Steve Locke - Artists - Alexander Gray Associates

Steve Locke, 2021. Photo: Ross Collab

Steve Locke (b.1963) was born in Cleveland, OH and lives and works in the Hudson Valley, NY. Spanning painting, drawing, sculpture, and installation, Locke’s practice critically engages with the Western canon to muse on the connections between desire, identity, and violence.

Biography

Steve Locke (b.1963) was born in Cleveland, OH and lives and works in the Hudson Valley, NY. Spanning painting, drawing, sculpture, and installation, Locke’s practice critically engages with the Western canon to interrogate the connections between desire, identity, and violence.

Locke received his MFA from the Massachusetts College of Art and Design in 2001. Extending his commitment to a painting practice, he began to seek alternative ways to amplify public engagement around his art, partnering with institutions, municipalities, and even the US Postal Service to reach new audiences.

Throughout his artistic career, Locke’s work has questioned how we ascribe meaning to portraiture. Speaking about the series when you’re a boy…, which he began in 2005, Locke says that he makes “drawings and paintings that explore relationships between and among men. The exchange of looks, the privilege of looking and the wish to be seen are positions I explore to reveal the ways men respond, desire, and relate to each other.”

Records shown
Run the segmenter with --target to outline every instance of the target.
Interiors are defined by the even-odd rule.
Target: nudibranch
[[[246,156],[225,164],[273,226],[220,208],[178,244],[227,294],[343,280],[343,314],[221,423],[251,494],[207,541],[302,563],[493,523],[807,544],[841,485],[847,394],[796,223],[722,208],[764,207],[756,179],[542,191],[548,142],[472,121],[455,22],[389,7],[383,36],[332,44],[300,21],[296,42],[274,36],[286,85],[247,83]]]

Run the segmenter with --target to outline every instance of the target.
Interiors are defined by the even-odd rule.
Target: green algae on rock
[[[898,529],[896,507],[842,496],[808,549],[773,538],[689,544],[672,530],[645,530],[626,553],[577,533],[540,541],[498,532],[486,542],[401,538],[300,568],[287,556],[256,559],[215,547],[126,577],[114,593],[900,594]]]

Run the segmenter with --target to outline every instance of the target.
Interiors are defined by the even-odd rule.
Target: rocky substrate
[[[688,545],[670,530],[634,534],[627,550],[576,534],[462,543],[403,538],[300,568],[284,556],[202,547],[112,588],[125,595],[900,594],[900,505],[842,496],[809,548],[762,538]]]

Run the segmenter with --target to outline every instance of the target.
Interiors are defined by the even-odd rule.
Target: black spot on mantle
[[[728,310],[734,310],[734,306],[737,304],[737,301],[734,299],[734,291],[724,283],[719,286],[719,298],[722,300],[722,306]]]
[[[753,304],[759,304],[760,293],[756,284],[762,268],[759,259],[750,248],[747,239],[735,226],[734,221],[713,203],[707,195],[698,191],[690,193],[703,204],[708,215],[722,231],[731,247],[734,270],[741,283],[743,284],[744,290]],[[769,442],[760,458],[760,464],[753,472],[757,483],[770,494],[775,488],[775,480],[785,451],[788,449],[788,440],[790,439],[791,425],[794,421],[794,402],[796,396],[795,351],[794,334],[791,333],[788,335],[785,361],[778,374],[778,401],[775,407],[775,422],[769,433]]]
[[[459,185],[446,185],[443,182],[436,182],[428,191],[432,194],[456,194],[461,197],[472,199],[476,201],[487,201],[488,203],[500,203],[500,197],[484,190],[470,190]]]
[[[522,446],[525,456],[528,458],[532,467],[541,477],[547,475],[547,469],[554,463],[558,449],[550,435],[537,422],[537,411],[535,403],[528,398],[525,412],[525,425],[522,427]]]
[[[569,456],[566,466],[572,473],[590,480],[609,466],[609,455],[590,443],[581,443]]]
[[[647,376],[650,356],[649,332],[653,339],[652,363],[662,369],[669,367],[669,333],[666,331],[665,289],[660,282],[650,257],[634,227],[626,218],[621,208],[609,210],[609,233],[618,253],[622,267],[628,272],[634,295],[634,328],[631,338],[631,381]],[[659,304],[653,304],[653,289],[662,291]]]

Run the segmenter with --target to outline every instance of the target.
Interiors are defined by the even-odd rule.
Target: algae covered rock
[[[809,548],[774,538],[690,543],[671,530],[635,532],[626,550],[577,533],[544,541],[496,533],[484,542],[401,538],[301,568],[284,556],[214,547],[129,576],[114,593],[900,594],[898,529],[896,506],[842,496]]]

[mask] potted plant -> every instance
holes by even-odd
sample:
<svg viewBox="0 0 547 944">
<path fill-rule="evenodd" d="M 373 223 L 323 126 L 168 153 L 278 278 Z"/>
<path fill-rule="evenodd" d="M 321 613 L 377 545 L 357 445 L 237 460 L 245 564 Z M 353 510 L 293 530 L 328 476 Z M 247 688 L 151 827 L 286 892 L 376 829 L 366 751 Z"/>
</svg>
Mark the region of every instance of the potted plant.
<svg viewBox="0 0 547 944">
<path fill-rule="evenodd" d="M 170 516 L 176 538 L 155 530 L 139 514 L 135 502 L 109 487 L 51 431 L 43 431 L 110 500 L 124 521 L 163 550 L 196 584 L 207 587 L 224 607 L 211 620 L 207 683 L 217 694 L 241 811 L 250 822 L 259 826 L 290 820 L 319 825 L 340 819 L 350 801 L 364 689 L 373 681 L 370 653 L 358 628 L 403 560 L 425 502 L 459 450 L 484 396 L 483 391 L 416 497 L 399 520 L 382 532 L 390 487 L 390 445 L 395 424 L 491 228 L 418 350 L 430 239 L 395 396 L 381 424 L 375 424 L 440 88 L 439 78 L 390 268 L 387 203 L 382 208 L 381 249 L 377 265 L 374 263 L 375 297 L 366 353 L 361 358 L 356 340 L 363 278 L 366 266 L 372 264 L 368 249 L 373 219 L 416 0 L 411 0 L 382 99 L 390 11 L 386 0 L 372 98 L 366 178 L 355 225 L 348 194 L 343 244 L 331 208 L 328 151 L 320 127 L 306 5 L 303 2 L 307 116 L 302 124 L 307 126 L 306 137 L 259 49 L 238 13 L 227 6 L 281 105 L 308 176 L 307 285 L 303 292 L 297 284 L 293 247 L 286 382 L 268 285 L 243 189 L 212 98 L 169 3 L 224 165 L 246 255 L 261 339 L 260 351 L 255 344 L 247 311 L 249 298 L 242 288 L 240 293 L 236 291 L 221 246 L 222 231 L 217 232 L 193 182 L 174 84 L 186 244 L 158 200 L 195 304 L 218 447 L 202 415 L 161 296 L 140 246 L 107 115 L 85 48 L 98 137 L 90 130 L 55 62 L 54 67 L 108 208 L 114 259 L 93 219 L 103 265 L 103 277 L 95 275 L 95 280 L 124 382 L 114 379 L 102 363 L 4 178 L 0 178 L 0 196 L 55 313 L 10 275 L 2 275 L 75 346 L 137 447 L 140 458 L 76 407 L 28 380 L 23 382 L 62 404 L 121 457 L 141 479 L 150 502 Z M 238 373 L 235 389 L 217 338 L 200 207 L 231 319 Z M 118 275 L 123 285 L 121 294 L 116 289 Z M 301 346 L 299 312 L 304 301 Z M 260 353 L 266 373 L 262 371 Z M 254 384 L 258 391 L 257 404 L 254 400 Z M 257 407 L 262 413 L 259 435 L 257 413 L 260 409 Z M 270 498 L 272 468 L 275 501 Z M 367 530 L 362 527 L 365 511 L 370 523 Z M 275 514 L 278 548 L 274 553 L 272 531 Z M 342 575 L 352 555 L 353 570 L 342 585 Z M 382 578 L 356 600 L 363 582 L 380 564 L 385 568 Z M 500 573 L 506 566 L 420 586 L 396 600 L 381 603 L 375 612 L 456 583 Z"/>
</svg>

To do
(1) In the listing, from its first line through the line with "Target: nudibranch", substitute "each instance" for "every instance" and give those lines again, with everything else unchanged.
(2) Resume the text on Steve Locke from the point where it stops.

Results of the exercise
(1)
Run the segmenter with --target to outline each instance of the target.
Interiors are defined by the even-odd rule.
Target: nudibranch

(2)
Other works by Locke imbue portraiture with menace and pain. #Killers (2017–present) presents viewers with skillfully rendered portraits of men and women who have killed Black people. These chilling images, in Locke’s words, “direct the viewer to the source of this kind of violence against black people. The source is these men and the inchoate, and unnameable whiteness that creates and supports them. … They are killers adrift in the lie of whiteness.”

Locke’s Homage to the Auction Block (2019–present) interrogates similar themes. Re-envisioning Josef A. Albers’s 1950–1976 Homage to the Square series, these compositions mark a significant formal departure from the artist’s earlier works. Imbuing Albers’s reductive imagery with an ominous charge, Homage to the Auction Block abstracts a slave auction block to its most basic geometric silhouette— reflecting Locke’s belief that “the basic Modernist form is indeed the slave auction block.” Queering the pure formalism and color theory of Albers, Homage to the Auction Block unpicks the intertwined histories of race and modernism.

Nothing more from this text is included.